FRAGMENTO EXTRAÍDO:
- - -

R. Me gusta esa pregunta porque es muy difícil de responder. Me acuerdo de mí cuando tenía catorce años. Yo era muy empollona, ahora decís nerd, pero yo era empollona con gusto. Y recuerdo leer un libro de introducción a la escucha musical de Aaron Copland. Y él te iba dando ejemplos de cosas en las que podías fijarte según las obras: aquí están las trompetas haciendo tal cosa, que están imitando el sonido de no sé qué. Me sirvió mucho. Y recuerdo que se lo dejé a una profesora del colegio y que ella me prestó a cambio La sonrisa etrusca de José Luis Sampedro. Hay una cosa muy sensorial de la música que es el timbre de los instrumentos. Cada instrumento tiene su voz específica, un clarinete, una guitarra… puedes ir eligiendo como si fueran sabores. Y entonces tiras para un tipo de cocina. Por eso me es fácil compararlo con la comida. Me resulta muy fácil comparar cualquier cosa o metaforizar a través de la comida.
P. Además del gusto y de la voluntad, hay un detalle importante: si no me equivoco, tú tienes lo que se llama oído absoluto.
R. Eso es fruto de un entrenamiento. Todo es fruto de entrenamiento, como las gimnastas que se ponen un pie en el cuello. No creo que el día que nacieron lo pudieran hacer.
P. Pero no todo el mundo tiene la capacidad de desarrollar un oído absoluto.
R. A la vez da igual, no sirve para mucho.
P. Pero es el paladar para la música, para disfrutar de los timbres, para poder tocar.
R.El oído absoluto es simplemente para reconocer las notas tal como nos las han enseñado. Es muy curioso porque te las enseñan con unos nombres. Y menos mal que te las enseñan con los nombres correctos, porque si las descolocasen las oirías descolocadas y sería un jaleo. Pero de verdad que da igual, no es necesario. Eso simplemente te ahorra un poco de tiempo, es como un atajo para algo.
P. Tú has podido emprender esta aventura con un nuevo instrumento, uno de los más voluminosos. Y que, como dices en el libro, se consideraba impropio de las mujeres.
R. Sí, porque antes el chelo no tenía la pica, el palito para apoyarlo en el suelo. Había que sujetarlo con las piernas, con los músculos. Y entonces, claro, las mujeres con esos trajes… Era incómodo e indecoroso. Cuando se inventó la pica empezaron a tocarlo, pero de lado, como las amazonas a caballo. Y ahora hay buenísimas chelistas. Y debo decir que no todo es el oído, sino también están los músculos. De esto me he dado cuenta ahora al aprender que, por más que yo pueda ser una persona formada musicalmente y parecer alguien con una gran sensibilidad, si el dedo no llega a su sitio, si el músculo no está entrenado, suena mal y da igual que seas un ser sensible que ame la belleza.
«La música no excluye por la parte económica; me excluye más un partido del Real Madrid»

- - -

TRABAJO PEDIDO:
(a) Responde, por favor, estas preguntas sobre la entrevista sobre música:
(i) ¿Qué libro le prestó la profesora del colegio a cambio del de Aaron Copland?
(ii) Según la entrevistada, ¿qué ahorra el oído absoluto?
(iii) Cuando se inventó la pica, ¿de qué manera empezaron las mujeres a tocar el chelo?
(b) Escribe cómo sigue la entrevista sobre música después de su última línea.

MATERIAL PROPORCIONADO:

- - -

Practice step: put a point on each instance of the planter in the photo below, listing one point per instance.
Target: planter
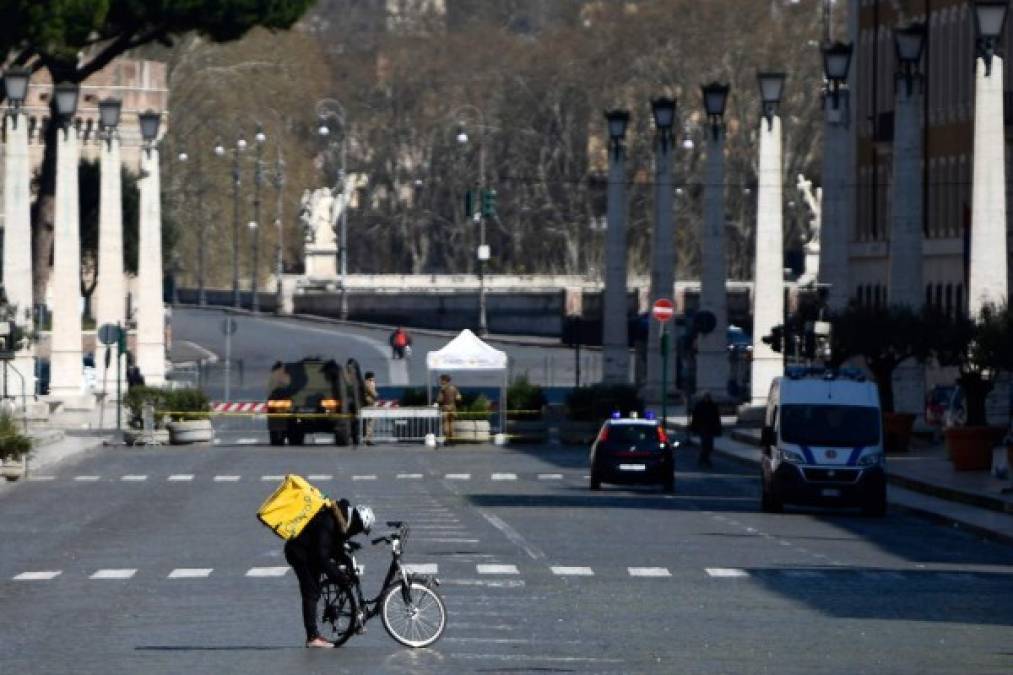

- - -

RESPUESTAS EN ORDEN:
(a)
(i) La sonrisa etrusca, de José Luis Sampedro.
(ii) Un poco de tiempo; es como un atajo.
(iii) De lado, como las amazonas a caballo.

(b)
Mercedes Cebrián
P. Hablando de las manos, me interesa una cosa que dices en el libro, sobre cómo el instrumento también afecta a tu cuerpo.
R. Yo había pensado titular el libro «El deporte que suena», porque tiene una cosa muy física y muy parecida al entrenamiento deportivo. El chelo y todos los instrumentos de cuerda frotada son muy rústicos; hace doscientos o trescientos años no eran muy distintos. De hecho, se siguen usando crines de caballo para frotar. En cambio el piano, que es lo que yo tocaba antes, no me hacía ser tan consciente de esto porque es un instrumento mecánico, muy perfeccionado. El chelo te pone inmediatamente en contacto con una tradición. Piensas, hace doscientos años tocaban esto mismo y se ha ido desarrollando la técnica para hacer que se puedan lograr hitos técnicos. Y bueno, así es, he tenido pues mis pequeños problemas; me siento un poco como una deportista que tiene que cuidarse.
P. ¿En qué momento te percatas de que todo esto, más el cocido, es material literario?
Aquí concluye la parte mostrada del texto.